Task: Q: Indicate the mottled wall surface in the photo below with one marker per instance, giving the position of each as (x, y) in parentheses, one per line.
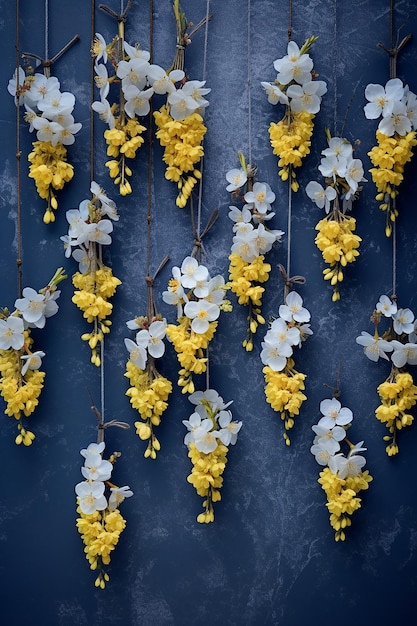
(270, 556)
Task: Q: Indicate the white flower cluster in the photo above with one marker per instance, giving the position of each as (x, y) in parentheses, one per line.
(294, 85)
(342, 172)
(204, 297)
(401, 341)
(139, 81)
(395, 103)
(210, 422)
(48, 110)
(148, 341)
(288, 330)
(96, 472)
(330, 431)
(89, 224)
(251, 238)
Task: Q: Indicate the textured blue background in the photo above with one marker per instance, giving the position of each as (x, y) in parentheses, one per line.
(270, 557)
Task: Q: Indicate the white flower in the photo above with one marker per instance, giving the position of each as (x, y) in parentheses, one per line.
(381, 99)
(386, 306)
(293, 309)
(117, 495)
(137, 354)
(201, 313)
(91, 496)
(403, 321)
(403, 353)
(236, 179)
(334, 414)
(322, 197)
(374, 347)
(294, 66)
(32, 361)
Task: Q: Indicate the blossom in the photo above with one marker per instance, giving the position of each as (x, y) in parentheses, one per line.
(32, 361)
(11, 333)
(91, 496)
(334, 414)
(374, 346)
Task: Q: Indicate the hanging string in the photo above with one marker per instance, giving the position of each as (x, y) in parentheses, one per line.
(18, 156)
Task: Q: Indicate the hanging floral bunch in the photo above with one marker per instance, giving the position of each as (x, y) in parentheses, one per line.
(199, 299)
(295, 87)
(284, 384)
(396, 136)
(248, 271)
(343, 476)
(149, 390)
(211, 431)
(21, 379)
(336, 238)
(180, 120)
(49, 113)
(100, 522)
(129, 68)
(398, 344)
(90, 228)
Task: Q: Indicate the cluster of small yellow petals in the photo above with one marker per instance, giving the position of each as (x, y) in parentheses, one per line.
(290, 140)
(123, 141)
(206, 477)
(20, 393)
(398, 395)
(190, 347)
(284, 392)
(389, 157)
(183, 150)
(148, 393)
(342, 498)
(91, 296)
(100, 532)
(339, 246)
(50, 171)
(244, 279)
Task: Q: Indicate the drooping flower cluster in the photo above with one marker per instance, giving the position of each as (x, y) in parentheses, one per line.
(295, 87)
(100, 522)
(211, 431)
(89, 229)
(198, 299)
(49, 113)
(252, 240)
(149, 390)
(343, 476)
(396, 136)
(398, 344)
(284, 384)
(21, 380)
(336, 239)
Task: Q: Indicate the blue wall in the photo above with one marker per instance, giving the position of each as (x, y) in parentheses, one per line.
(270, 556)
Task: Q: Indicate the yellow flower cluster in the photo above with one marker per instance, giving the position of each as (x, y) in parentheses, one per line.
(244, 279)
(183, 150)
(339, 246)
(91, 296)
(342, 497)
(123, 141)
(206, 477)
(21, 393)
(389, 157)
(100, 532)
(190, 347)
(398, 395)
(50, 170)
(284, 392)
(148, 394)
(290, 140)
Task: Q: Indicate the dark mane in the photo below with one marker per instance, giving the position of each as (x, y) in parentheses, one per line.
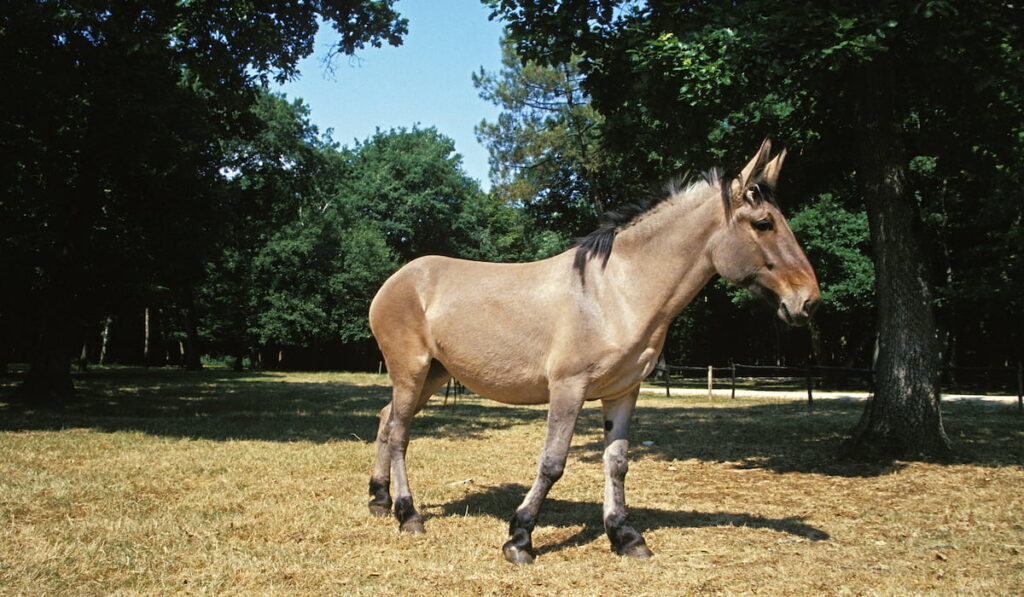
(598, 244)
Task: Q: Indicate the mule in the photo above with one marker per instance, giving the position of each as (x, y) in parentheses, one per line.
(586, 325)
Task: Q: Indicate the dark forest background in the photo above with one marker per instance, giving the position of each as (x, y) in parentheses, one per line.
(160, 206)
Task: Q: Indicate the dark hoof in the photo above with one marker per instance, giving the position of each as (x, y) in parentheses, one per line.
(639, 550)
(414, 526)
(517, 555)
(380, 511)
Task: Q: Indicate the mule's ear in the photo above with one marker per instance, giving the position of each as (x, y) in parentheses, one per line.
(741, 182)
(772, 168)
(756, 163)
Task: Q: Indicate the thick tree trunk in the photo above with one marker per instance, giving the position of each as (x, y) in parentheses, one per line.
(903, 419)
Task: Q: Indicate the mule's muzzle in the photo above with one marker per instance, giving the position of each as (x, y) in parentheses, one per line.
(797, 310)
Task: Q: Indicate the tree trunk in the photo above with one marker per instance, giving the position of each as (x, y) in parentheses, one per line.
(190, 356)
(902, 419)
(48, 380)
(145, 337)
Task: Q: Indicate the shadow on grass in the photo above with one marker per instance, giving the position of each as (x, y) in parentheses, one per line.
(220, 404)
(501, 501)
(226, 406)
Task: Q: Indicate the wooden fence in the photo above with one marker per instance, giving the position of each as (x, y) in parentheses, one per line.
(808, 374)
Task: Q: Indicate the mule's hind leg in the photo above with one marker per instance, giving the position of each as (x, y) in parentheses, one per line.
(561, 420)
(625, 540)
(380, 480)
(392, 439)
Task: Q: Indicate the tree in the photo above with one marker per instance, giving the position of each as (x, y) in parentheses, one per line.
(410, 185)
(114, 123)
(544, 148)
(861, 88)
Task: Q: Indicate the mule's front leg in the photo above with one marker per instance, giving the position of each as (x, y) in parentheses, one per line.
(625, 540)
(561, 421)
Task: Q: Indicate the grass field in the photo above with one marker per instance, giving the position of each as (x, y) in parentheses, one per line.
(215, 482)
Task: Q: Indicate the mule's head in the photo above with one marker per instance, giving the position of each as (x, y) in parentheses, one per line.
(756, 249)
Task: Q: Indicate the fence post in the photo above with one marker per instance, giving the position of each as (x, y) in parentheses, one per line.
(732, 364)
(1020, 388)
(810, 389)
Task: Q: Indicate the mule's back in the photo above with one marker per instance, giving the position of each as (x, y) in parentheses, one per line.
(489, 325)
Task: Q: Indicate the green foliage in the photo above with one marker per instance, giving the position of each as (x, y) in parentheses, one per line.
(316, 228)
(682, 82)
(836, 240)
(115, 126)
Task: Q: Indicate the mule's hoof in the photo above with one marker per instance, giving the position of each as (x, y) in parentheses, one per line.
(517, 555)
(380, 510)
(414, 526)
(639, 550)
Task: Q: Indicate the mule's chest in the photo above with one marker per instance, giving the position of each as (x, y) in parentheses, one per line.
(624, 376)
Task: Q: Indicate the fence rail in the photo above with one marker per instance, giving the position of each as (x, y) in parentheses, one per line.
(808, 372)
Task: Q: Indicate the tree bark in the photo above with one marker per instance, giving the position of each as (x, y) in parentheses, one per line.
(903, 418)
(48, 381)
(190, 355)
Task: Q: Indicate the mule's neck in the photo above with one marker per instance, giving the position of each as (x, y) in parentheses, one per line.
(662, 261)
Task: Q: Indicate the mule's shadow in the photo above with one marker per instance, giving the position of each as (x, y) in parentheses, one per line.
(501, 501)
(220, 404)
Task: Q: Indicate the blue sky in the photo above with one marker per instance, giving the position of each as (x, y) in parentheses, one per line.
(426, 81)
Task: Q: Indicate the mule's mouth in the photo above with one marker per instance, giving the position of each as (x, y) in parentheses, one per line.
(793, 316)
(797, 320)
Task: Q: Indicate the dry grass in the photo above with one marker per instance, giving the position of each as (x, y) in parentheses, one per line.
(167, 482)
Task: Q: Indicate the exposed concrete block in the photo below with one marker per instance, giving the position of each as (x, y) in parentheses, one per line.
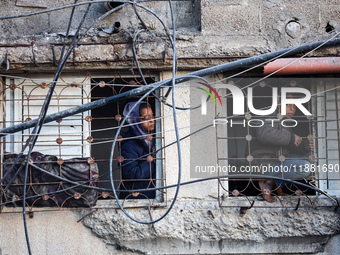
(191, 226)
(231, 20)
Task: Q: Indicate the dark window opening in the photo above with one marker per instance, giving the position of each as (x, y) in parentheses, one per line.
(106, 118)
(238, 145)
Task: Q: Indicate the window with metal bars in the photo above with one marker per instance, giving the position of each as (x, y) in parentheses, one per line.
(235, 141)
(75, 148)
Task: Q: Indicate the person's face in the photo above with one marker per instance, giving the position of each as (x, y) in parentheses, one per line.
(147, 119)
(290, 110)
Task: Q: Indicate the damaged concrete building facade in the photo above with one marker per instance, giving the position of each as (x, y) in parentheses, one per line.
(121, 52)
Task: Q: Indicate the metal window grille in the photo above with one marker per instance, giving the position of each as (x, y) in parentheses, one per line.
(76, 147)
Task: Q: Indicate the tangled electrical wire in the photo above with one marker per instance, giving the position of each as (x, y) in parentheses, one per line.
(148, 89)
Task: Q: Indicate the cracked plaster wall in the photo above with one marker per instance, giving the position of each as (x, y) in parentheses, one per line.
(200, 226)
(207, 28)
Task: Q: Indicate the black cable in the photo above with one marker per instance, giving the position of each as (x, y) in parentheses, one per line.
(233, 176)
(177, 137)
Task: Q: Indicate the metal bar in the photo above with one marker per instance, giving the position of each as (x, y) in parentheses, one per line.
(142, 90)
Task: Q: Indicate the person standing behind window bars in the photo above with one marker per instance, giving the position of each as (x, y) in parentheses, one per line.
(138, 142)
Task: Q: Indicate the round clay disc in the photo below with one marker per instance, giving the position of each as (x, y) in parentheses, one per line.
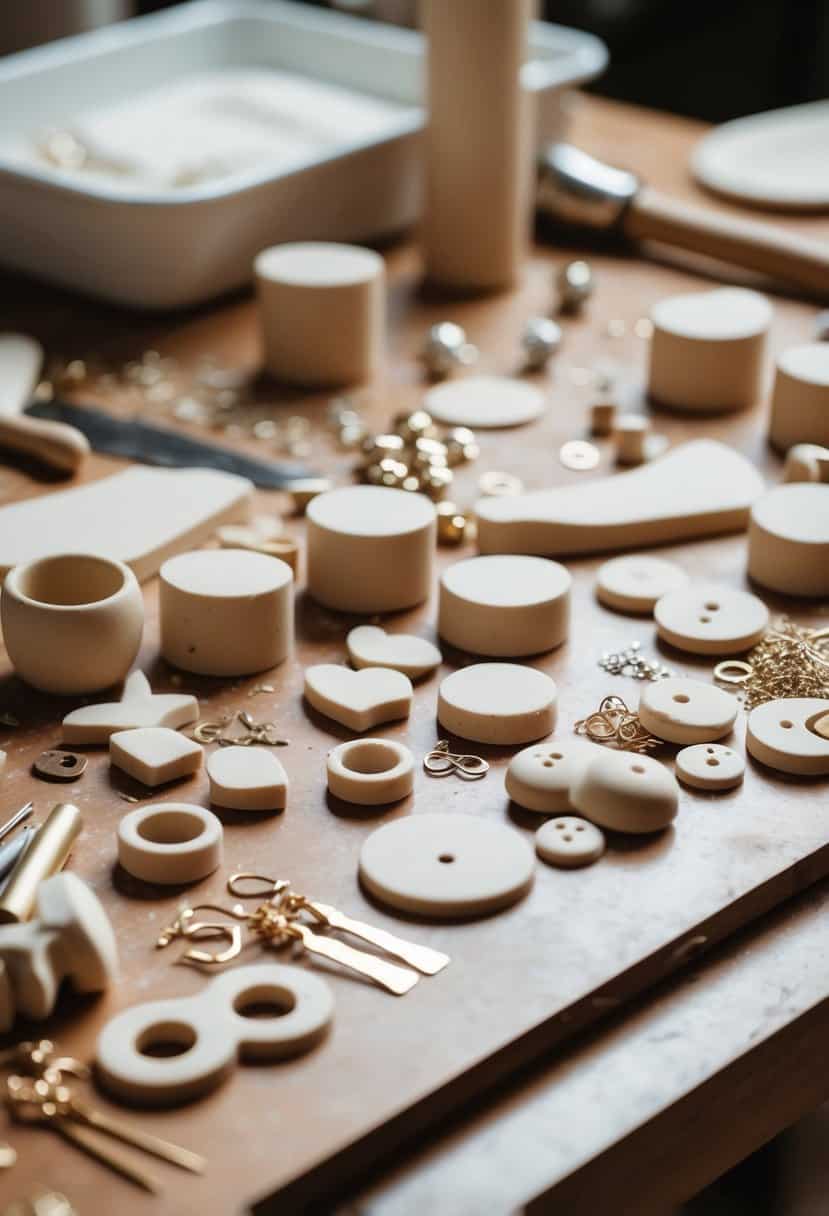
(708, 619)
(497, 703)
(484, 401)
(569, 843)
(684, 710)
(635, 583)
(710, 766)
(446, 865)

- - -

### EXERCISE
From the line containing "Task: Q: Indicate the person standing" down to the last line of the data, print every line exactly and nothing else. Pictures stay out of the copy.

### TASK ANSWER
Task: Q: Indicate the person standing behind window bars in the photo above with one marker per instance, giving the position of each as (x, y) in parentheses, one per line.
(138, 142)
Task: Q: Indicate the round clay disc in the photo below with one marker per instance, giving the position of each as (x, y) in parentheses, one per line.
(708, 619)
(497, 703)
(484, 401)
(569, 843)
(684, 710)
(635, 583)
(710, 766)
(446, 865)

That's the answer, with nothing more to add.